SELECTED EXTRACT:
*** Begin section ***

To support a No/Go decision, traditional methods require the PPOS to be small. However the PPOS can be small just due to chance. To solve this issue, we can require the PPOS credible interval to be tight such that the PPOS calculation is supported by sufficient information and hence PPOS is not small just due to chance.
Finding an optimal design is equivalent to find the solution to the following 2 equations.
1. PPOS=PPOS1
2. upper bound of PPOS credible interval=PPOS2
where PPOS1 and PPOS2 are some user-defined cutoff values. The first equation ensures that the PPOS is small such that not too many trials will be prevented entering next stage to guard against false negative. The first equation also ensures that the PPOS is not too small such that not too many trials will enter the next stage to guard against false positive. The second equation ensures that the PPOS credible interval is tight such that the PPOS calculation is supported by sufficient information. The second equation also ensures that the PPOS credible interval is not too tight such that it won't demand too much resource.

*** End section ***

WHAT TO DO:
A - List each thing that the passage on PPOS credible intervals says the two equations ensure.
B - From the passage on PPOS credible intervals, copy the words starting at "1. PPOS=PPOS1" and ending at "too much resource.".

DATA EXTRACTS:
*** Begin section ***

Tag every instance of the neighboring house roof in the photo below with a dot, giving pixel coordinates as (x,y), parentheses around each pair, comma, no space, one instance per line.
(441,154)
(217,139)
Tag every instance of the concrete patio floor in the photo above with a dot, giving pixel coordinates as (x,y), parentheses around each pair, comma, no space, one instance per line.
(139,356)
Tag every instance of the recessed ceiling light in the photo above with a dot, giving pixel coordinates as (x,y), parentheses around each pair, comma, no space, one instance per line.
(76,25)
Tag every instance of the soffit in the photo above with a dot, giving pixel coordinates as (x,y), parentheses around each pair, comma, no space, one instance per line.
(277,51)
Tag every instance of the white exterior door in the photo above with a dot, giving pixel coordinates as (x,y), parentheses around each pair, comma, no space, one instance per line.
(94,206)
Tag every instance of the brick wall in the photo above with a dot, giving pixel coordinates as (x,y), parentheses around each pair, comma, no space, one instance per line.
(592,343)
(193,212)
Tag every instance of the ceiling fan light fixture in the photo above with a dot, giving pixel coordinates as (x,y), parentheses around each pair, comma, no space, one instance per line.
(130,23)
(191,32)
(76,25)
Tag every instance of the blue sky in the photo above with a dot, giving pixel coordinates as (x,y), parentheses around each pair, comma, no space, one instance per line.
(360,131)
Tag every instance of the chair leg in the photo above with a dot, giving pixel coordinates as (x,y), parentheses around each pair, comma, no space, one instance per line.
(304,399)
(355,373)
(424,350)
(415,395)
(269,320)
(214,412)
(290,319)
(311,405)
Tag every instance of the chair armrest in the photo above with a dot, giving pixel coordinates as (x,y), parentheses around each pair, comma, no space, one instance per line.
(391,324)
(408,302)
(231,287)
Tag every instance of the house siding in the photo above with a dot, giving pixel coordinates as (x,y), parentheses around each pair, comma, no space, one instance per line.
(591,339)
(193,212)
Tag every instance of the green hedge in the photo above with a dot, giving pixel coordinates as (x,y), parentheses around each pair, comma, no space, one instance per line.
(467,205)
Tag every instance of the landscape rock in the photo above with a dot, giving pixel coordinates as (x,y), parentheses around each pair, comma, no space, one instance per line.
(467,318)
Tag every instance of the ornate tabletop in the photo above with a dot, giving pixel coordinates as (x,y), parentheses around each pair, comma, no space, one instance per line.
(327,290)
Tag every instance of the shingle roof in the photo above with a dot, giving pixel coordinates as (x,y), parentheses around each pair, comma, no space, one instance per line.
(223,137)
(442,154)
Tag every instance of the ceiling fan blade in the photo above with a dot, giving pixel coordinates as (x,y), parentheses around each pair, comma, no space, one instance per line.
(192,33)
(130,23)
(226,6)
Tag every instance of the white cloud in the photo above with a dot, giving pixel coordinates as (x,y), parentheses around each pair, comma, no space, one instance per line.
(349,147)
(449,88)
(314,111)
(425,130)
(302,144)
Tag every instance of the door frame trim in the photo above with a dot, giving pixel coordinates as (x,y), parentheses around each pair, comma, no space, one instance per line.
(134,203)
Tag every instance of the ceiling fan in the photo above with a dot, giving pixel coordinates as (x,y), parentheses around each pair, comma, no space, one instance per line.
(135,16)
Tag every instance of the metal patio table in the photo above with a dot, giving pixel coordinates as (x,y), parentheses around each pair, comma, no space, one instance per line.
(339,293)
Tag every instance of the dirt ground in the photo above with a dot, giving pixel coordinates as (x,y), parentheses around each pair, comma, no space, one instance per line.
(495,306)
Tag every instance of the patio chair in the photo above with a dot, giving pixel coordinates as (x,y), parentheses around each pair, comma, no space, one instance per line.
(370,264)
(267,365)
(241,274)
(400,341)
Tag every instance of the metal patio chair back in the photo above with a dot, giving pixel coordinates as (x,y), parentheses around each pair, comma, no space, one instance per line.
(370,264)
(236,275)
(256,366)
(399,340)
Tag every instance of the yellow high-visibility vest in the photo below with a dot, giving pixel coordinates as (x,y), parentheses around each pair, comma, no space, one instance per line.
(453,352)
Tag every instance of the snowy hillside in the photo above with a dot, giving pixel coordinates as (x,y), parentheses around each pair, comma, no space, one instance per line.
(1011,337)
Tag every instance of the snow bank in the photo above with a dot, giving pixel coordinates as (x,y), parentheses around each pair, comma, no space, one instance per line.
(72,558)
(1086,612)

*** End section ***

SOLUTIONS BELOW:
A -
- The first equation ensures that the PPOS is small such that not too many trials will be prevented entering next stage to guard against false negative.
- The first equation ensures that the PPOS is not too small such that not too many trials will enter the next stage to guard against false positive.
- The second equation ensures that the PPOS credible interval is tight such that the PPOS calculation is supported by sufficient information.
- The second equation ensures that the PPOS credible interval is not too tight such that it won't demand too much resource.

B -
1. PPOS=PPOS1
2. upper bound of PPOS credible interval=PPOS2
where PPOS1 and PPOS2 are some user-defined cutoff values. The first equation ensures that the PPOS is small such that not too many trials will be prevented entering next stage to guard against false negative. The first equation also ensures that the PPOS is not too small such that not too many trials will enter the next stage to guard against false positive. The second equation ensures that the PPOS credible interval is tight such that the PPOS calculation is supported by sufficient information. The second equation also ensures that the PPOS credible interval is not too tight such that it won't demand too much resource.